BEGIN Document text

History students review their degree – OurWarwick

History students review their degree

United Kingdom of Great Britain and Northern Ireland (the)
Kiera Evans | Postgraduate History (Modern) Contact Kiera

Almost all of my posts are me talking about my experience of being a history student at Warwick. But this time, I thought I’d change it up a bit by asking my housemates (S and I) to look back on their experiences of doing history, now that we’ve finished all of our undergraduate course content!

What made you want to choose history?

S: I originally applied for English and History, but I missed the grades and was made an offer for History instead. I decided to go with History because I thought it was an important subject that helps you to understand the world and inform your personal and political life. The more aware we are of history and the importance of the written word, the less vulnerable we are to dangerous ideas and conspiracy theories.

I: I thought it was cool! Before the open day, I hadn’t considered doing history, but I went to the talk and it was great, and I then wanted to do it. It seemed like you could do the history of anything on Warwick’s course.

Was it what you expected it to be?

S: No. In terms of the course, I think a lot of people expect to learn to recite historical dates like we did at A Level, however, we link events to wider themes, ideas, and arguments, which is more stimulating. At the start it felt like I wasn’t learning anything and I met loads of people who said the same thing, but now I see that we were learning to think in a new way. In terms of social life, I had a better time than I was expecting!

I: No, but that’s mostly because of the pandemic. Aside from that, it’s different from high school where you do the work in lessons and then leave. The amount of reading felt overwhelming sometimes but it was always fine.

What were your favourite modules?

S:  First Year – Europe in the Making: I hadn’t done early modern history before, so I spent most of the year not really understanding everything that was happening in the seminars. However, I knew I was interested in it, so I took more early modern options in second year and my understanding got a lot better.

      Second year – Historiography II: It was interesting because it looked at the big themes of history.

      Third year – Venice in the Renaissance: You get to learn on site in Venice!

I: First year – Making of the Modern World and Latin America were both really cool!

 Second year – Crossing Boundaries: I’d never studied the topics before and the module was really well organised. Early Modern science because it was interesting to have a history of science that wasn’t centred on Europe, and the content was a less “doom and gloom” than some of the other modules I’ve studied.

Third year – Socialist Bodies: There was a lot of varied content; we did LGBT history, the significance of tattoos in gulags, and analysis of film.

I hope that if you’re thinking about applying to study History, this has given you a bit of insight into what it’s like!

END Document text

• Task directions: List the favorite modules that S names in the post about history students reviewing their degree, with the year of each.

BEGIN Supplied material

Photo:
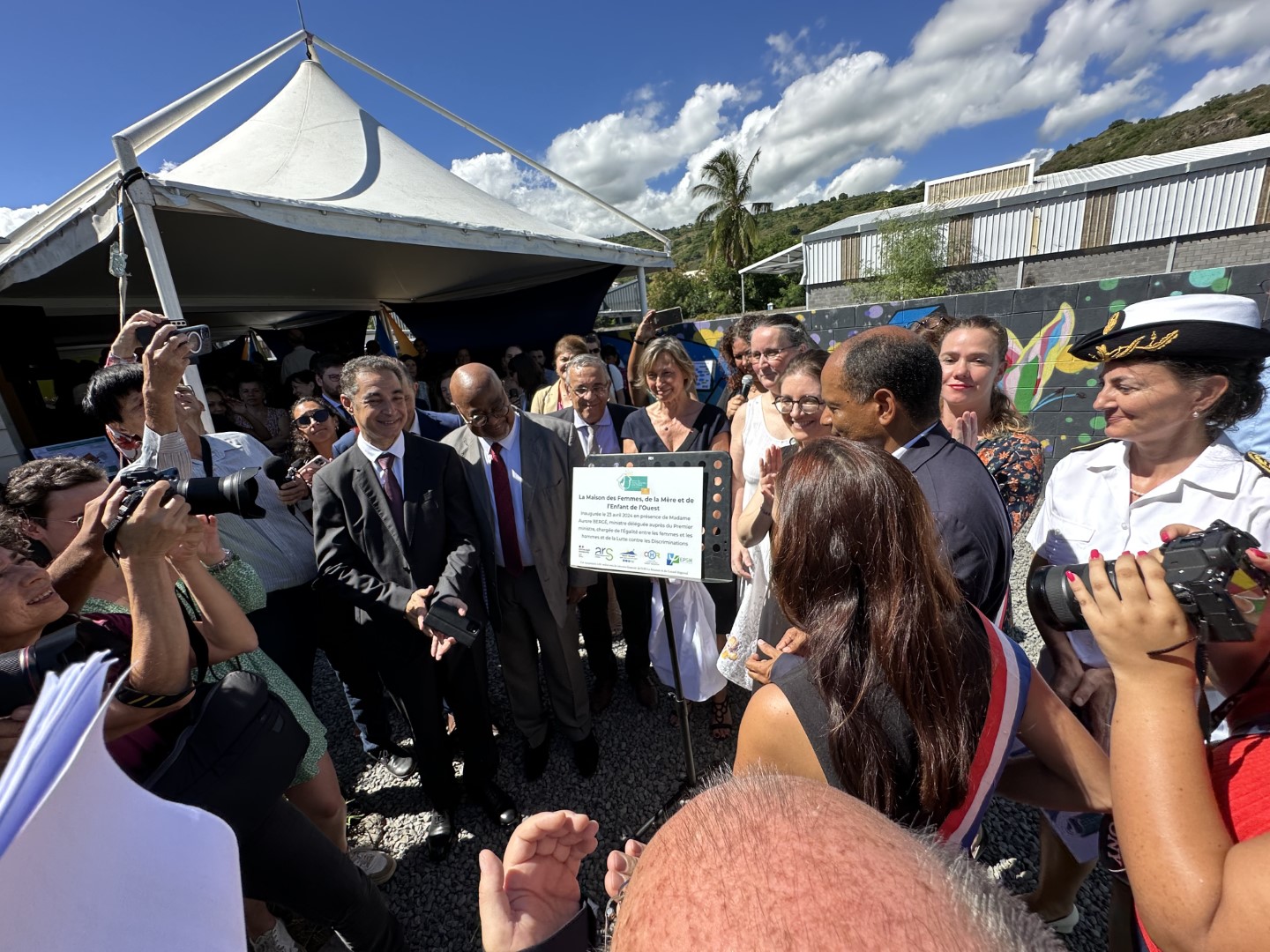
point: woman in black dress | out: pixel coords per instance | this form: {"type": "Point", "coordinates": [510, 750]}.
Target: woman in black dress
{"type": "Point", "coordinates": [680, 423]}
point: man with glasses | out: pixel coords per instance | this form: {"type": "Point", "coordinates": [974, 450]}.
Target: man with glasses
{"type": "Point", "coordinates": [598, 426]}
{"type": "Point", "coordinates": [394, 533]}
{"type": "Point", "coordinates": [519, 472]}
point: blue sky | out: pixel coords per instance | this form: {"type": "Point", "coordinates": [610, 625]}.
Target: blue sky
{"type": "Point", "coordinates": [628, 101]}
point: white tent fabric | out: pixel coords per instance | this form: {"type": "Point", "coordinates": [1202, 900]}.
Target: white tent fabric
{"type": "Point", "coordinates": [310, 205]}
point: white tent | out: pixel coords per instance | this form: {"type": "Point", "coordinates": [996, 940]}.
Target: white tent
{"type": "Point", "coordinates": [310, 206]}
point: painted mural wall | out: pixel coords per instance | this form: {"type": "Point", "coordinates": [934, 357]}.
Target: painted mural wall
{"type": "Point", "coordinates": [1044, 380]}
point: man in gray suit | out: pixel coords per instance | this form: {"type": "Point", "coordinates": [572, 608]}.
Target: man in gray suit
{"type": "Point", "coordinates": [519, 471]}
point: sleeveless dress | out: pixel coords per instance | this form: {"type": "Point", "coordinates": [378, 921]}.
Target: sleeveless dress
{"type": "Point", "coordinates": [757, 617]}
{"type": "Point", "coordinates": [1011, 677]}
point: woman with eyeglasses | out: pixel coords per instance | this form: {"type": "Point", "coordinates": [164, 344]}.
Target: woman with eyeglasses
{"type": "Point", "coordinates": [759, 620]}
{"type": "Point", "coordinates": [315, 430]}
{"type": "Point", "coordinates": [978, 413]}
{"type": "Point", "coordinates": [680, 423]}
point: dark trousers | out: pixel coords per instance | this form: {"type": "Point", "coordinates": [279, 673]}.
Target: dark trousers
{"type": "Point", "coordinates": [363, 691]}
{"type": "Point", "coordinates": [526, 625]}
{"type": "Point", "coordinates": [286, 859]}
{"type": "Point", "coordinates": [634, 593]}
{"type": "Point", "coordinates": [417, 684]}
{"type": "Point", "coordinates": [288, 628]}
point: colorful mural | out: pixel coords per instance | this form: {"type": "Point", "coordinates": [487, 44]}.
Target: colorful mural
{"type": "Point", "coordinates": [1044, 380]}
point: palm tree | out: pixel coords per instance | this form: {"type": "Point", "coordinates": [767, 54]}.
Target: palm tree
{"type": "Point", "coordinates": [736, 233]}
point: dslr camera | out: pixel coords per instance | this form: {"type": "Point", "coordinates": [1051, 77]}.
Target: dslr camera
{"type": "Point", "coordinates": [207, 495]}
{"type": "Point", "coordinates": [1208, 571]}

END Supplied material

• Solution for this problem:
First year: Europe in the Making
Second year: Historiography II
Third year: Venice in the Renaissance